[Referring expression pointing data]

______

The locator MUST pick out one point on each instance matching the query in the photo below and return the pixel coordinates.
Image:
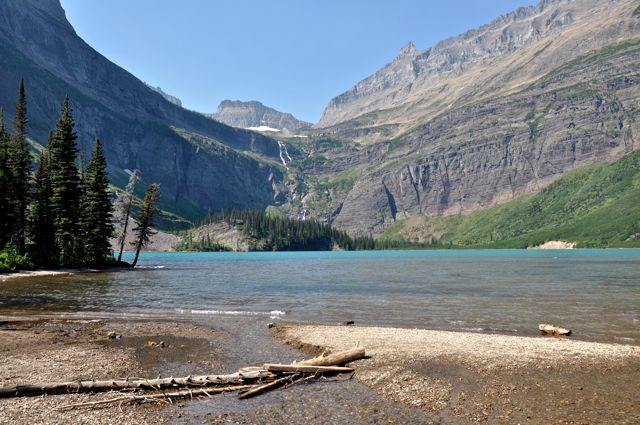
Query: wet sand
(471, 377)
(39, 273)
(37, 349)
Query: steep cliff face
(135, 123)
(483, 117)
(494, 59)
(254, 114)
(166, 95)
(492, 151)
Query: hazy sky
(293, 55)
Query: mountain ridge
(38, 44)
(253, 114)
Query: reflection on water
(594, 292)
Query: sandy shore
(412, 376)
(489, 378)
(38, 273)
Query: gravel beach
(411, 376)
(476, 377)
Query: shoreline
(460, 377)
(490, 378)
(25, 274)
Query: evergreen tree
(65, 199)
(127, 202)
(41, 230)
(148, 212)
(20, 164)
(96, 219)
(6, 186)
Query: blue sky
(293, 55)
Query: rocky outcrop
(489, 152)
(166, 96)
(136, 124)
(255, 115)
(494, 59)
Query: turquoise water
(594, 292)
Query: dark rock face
(166, 95)
(254, 114)
(512, 49)
(492, 151)
(135, 123)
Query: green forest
(281, 234)
(61, 215)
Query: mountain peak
(253, 114)
(409, 49)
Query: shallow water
(594, 292)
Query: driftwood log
(553, 330)
(255, 379)
(339, 358)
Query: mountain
(496, 59)
(255, 115)
(479, 119)
(200, 163)
(593, 206)
(166, 96)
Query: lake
(594, 292)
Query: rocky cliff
(254, 114)
(481, 118)
(497, 58)
(166, 95)
(139, 128)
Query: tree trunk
(135, 259)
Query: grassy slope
(594, 206)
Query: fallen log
(260, 377)
(137, 383)
(305, 369)
(340, 358)
(176, 395)
(259, 389)
(553, 330)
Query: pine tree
(127, 202)
(148, 211)
(6, 186)
(20, 164)
(41, 230)
(65, 182)
(96, 219)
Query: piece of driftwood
(305, 368)
(553, 330)
(136, 384)
(259, 389)
(339, 358)
(259, 378)
(175, 395)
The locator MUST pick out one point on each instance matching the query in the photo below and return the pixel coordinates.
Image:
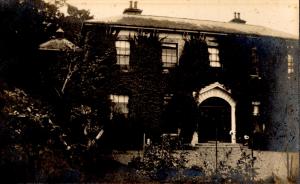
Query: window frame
(119, 103)
(212, 61)
(125, 53)
(165, 46)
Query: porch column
(233, 125)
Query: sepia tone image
(161, 91)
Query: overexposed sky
(281, 15)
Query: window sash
(169, 55)
(214, 58)
(123, 54)
(120, 103)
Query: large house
(201, 80)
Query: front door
(214, 120)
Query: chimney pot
(135, 4)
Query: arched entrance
(215, 91)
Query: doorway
(214, 120)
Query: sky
(282, 15)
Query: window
(119, 104)
(256, 105)
(290, 60)
(254, 63)
(167, 98)
(123, 54)
(169, 55)
(214, 57)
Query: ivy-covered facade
(155, 75)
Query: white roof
(184, 24)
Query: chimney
(132, 10)
(237, 18)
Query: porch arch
(218, 90)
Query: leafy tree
(147, 86)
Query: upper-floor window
(167, 98)
(214, 60)
(123, 54)
(169, 55)
(119, 104)
(254, 63)
(290, 61)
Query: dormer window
(169, 55)
(214, 60)
(123, 54)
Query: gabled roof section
(60, 44)
(184, 24)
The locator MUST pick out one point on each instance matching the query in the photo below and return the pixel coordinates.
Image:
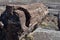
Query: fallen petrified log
(29, 16)
(37, 11)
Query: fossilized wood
(36, 10)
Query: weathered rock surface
(37, 11)
(45, 34)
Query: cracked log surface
(37, 11)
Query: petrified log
(37, 11)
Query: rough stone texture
(37, 11)
(44, 34)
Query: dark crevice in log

______

■ DIRECTIONS
Your answer should hold only the lines from the line with "Query: chimney pot" through the closing line of the records, restated exactly and free of pictures.

■ SOLUTION TO THE EXERCISE
Query: chimney pot
(135, 4)
Query: arched entrance
(215, 91)
Query: doorway
(214, 120)
Query: sky
(282, 15)
Query: window
(119, 104)
(256, 105)
(290, 60)
(254, 63)
(167, 98)
(123, 54)
(169, 55)
(214, 57)
Query: ivy-covered facade
(155, 75)
Query: white roof
(184, 24)
Query: chimney
(132, 10)
(237, 18)
Query: porch arch
(218, 90)
Query: leafy tree
(147, 86)
Query: upper-floor window
(167, 98)
(214, 60)
(123, 54)
(169, 55)
(119, 104)
(254, 63)
(290, 61)
Query: dormer window
(169, 55)
(214, 60)
(123, 54)
Query: gabled roof section
(60, 44)
(184, 24)
The locator MUST pick out one point on each instance matching the query in the photo below and return the pixel coordinates.
Image:
Query: fallen petrified log
(29, 16)
(37, 11)
Query: fossilized wood
(36, 10)
Query: weathered rock surface
(37, 11)
(45, 34)
Query: cracked log surface
(37, 11)
Query: petrified log
(37, 11)
Query: rough stone texture
(37, 11)
(44, 34)
Query: dark crevice in log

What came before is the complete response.